[Dataset entries]
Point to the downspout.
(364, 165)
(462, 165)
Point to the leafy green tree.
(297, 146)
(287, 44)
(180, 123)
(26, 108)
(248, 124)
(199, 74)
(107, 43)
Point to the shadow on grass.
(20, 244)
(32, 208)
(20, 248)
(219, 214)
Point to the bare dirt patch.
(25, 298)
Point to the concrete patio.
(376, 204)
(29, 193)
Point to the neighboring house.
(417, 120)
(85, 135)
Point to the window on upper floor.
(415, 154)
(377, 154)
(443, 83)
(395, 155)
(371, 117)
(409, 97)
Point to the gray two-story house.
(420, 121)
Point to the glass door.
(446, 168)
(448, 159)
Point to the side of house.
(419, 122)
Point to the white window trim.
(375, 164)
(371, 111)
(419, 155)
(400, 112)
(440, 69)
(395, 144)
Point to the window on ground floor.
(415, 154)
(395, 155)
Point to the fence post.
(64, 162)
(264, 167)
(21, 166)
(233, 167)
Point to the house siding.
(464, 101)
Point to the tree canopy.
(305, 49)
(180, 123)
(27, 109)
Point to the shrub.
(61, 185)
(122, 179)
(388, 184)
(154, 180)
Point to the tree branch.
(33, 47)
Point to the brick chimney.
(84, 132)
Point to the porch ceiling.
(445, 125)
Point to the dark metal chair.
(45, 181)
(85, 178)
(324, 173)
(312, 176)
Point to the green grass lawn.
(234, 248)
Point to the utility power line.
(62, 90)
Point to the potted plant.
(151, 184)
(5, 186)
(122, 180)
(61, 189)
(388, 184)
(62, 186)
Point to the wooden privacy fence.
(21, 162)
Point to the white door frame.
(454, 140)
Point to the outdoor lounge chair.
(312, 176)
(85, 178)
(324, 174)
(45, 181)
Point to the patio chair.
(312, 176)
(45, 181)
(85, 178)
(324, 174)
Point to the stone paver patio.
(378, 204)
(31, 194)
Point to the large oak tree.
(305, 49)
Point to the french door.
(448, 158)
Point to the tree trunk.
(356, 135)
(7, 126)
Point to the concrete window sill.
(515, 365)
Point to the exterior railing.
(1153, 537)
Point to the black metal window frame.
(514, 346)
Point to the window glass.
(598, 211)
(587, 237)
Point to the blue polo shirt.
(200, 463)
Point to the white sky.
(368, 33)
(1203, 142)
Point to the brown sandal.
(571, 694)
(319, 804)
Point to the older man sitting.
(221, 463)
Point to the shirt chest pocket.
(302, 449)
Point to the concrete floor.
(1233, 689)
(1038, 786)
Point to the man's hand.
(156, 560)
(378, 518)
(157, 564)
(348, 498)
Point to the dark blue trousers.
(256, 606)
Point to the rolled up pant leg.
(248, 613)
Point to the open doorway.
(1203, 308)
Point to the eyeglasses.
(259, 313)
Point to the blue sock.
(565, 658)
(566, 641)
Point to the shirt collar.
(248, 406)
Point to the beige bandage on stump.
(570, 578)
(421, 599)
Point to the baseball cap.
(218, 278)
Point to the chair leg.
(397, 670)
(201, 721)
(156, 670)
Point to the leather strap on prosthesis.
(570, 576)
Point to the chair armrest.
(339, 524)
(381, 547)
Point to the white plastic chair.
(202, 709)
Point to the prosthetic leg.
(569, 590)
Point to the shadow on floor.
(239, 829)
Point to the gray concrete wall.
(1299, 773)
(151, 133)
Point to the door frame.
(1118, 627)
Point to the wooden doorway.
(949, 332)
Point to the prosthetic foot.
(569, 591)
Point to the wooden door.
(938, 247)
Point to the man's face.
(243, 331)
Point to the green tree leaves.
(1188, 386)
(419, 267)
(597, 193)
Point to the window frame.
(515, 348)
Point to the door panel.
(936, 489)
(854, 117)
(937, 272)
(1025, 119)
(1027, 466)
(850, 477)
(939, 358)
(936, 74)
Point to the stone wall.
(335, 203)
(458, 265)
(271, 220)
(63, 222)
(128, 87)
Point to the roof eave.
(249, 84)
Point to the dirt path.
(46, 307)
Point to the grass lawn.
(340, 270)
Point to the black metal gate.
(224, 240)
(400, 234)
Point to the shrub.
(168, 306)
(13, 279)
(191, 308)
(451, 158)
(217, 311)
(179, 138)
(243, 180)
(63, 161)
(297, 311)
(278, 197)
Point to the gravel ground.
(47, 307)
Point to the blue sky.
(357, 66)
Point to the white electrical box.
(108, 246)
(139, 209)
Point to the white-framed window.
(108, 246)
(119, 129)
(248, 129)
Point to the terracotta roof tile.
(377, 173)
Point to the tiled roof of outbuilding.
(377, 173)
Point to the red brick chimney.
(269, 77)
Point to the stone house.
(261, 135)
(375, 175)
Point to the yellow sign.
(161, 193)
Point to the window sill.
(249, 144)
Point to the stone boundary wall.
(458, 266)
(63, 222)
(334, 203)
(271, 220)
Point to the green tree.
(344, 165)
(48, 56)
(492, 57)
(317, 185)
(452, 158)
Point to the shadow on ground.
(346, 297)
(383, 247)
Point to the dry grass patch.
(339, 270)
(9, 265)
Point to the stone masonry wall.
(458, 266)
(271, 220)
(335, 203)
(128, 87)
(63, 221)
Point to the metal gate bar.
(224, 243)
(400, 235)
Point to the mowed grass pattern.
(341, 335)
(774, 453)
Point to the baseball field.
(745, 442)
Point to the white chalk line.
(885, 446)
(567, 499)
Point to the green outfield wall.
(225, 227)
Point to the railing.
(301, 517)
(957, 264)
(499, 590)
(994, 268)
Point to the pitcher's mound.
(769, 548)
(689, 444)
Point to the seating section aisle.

* **PROBLEM STATEMENT**
Word for word, restate all of the records.

* **ANSWER TO THIS TASK**
Point to the downspout.
(364, 165)
(462, 165)
Point to the leafy green tree.
(297, 146)
(287, 44)
(180, 123)
(26, 108)
(248, 124)
(199, 74)
(107, 43)
Point to the shadow on grass.
(20, 244)
(32, 208)
(20, 248)
(219, 214)
Point to the bare dirt patch.
(25, 298)
Point to the concrete patio.
(376, 204)
(29, 193)
Point to the neighboring house.
(417, 120)
(85, 135)
Point to the window on upper floor.
(415, 154)
(377, 154)
(443, 83)
(395, 155)
(371, 117)
(409, 97)
Point to the gray two-story house.
(420, 121)
Point to the glass door.
(446, 168)
(448, 159)
Point to the side of house.
(419, 122)
Point to the white window trim.
(375, 164)
(371, 111)
(419, 155)
(400, 112)
(440, 69)
(395, 144)
Point to the window on ground floor.
(415, 154)
(395, 155)
Point to the fence post.
(64, 162)
(264, 167)
(21, 166)
(233, 167)
Point to the house siding.
(464, 101)
Point to the tree canopy.
(305, 49)
(180, 123)
(27, 109)
Point to the shrub.
(61, 185)
(122, 179)
(388, 184)
(154, 180)
Point to the tree branch.
(33, 47)
Point to the brick chimney.
(84, 132)
Point to the porch ceiling.
(445, 125)
Point to the dark metal chair.
(45, 181)
(85, 178)
(324, 173)
(312, 176)
Point to the green grass lawn.
(234, 248)
Point to the utility power line.
(62, 90)
Point to the potted plant.
(151, 184)
(5, 186)
(122, 180)
(61, 189)
(388, 184)
(62, 186)
Point to the wooden privacy fence.
(21, 162)
Point to the white door frame.
(454, 140)
Point to the outdoor lounge chair.
(312, 176)
(85, 178)
(324, 174)
(45, 181)
Point to the patio chair.
(312, 176)
(45, 181)
(85, 178)
(324, 174)
Point to the stone paver patio.
(378, 204)
(31, 194)
Point to the large oak tree.
(305, 49)
Point to the french door.
(448, 158)
Point to the tree trunk.
(356, 135)
(7, 126)
Point to the concrete window sill.
(515, 365)
Point to the exterior railing.
(1153, 537)
Point to the black metal window frame.
(514, 346)
Point to the window glass.
(598, 211)
(587, 237)
Point to the blue polo shirt.
(200, 463)
Point to the white sky.
(368, 33)
(1203, 142)
Point to the brown sandal.
(571, 694)
(319, 804)
Point to the older man sitting.
(221, 463)
Point to the shirt chest pocket.
(302, 449)
Point to the concrete floor.
(1233, 689)
(1038, 786)
Point to the man's hand.
(156, 560)
(378, 518)
(157, 564)
(348, 498)
Point to the dark blue trousers.
(256, 606)
Point to the rolled up pant leg.
(248, 613)
Point to the open doorway.
(1203, 308)
Point to the eyeglasses.
(259, 313)
Point to the blue sock.
(565, 658)
(566, 641)
Point to the shirt collar.
(248, 406)
Point to the beige bandage on stump.
(570, 578)
(421, 599)
Point to the baseball cap.
(218, 278)
Point to the chair leg.
(397, 670)
(201, 721)
(156, 670)
Point to the leather strap on prosthesis.
(570, 576)
Point to the chair armrest.
(339, 524)
(381, 547)
Point to the white plastic chair.
(202, 709)
Point to the prosthetic leg.
(569, 590)
Point to the shadow on floor.
(239, 829)
Point to the gray concrete wall.
(1299, 773)
(151, 133)
Point to the door frame.
(1118, 627)
Point to the wooden doorway.
(949, 332)
Point to the prosthetic foot.
(569, 591)
Point to the wooden door.
(938, 247)
Point to the man's face.
(243, 331)
Point to the green tree leaves.
(1188, 386)
(419, 267)
(597, 193)
Point to the window frame.
(515, 348)
Point to the door panel.
(936, 489)
(854, 117)
(937, 272)
(1025, 119)
(1027, 466)
(850, 477)
(939, 358)
(936, 74)
Point to the stone wall.
(335, 203)
(458, 265)
(271, 220)
(63, 222)
(128, 87)
Point to the roof eave.
(249, 84)
Point to the dirt path.
(46, 307)
Point to the grass lawn.
(340, 270)
Point to the black metal gate.
(224, 240)
(400, 234)
Point to the shrub.
(168, 306)
(13, 279)
(191, 308)
(451, 158)
(217, 311)
(179, 138)
(243, 180)
(63, 161)
(297, 311)
(278, 197)
Point to the gravel ground.
(47, 307)
Point to the blue sky.
(357, 66)
Point to the white electrical box.
(108, 246)
(139, 209)
Point to the white-framed window.
(108, 246)
(119, 129)
(248, 129)
Point to the terracotta roof tile.
(377, 173)
Point to the tiled roof of outbuilding.
(377, 173)
Point to the red brick chimney.
(269, 77)
Point to the stone house.
(261, 135)
(375, 175)
Point to the yellow sign.
(161, 193)
Point to the window sill.
(249, 144)
Point to the stone boundary wall.
(458, 266)
(63, 222)
(334, 203)
(271, 220)
Point to the green tree.
(344, 165)
(48, 56)
(492, 57)
(317, 185)
(452, 158)
Point to the shadow on ground.
(346, 297)
(383, 247)
Point to the dry grass patch.
(339, 270)
(9, 265)
Point to the stone masonry wall.
(458, 266)
(271, 220)
(335, 203)
(128, 87)
(63, 221)
Point to the metal gate bar.
(224, 243)
(400, 235)
Point to the mowed grass pattern.
(341, 335)
(774, 453)
Point to the baseball field.
(745, 442)
Point to the white chalk line.
(885, 446)
(567, 499)
Point to the green outfield wall.
(225, 227)
Point to the railing.
(301, 517)
(957, 264)
(499, 590)
(994, 268)
Point to the pitcher's mound.
(769, 548)
(689, 444)
Point to the seating section aisle.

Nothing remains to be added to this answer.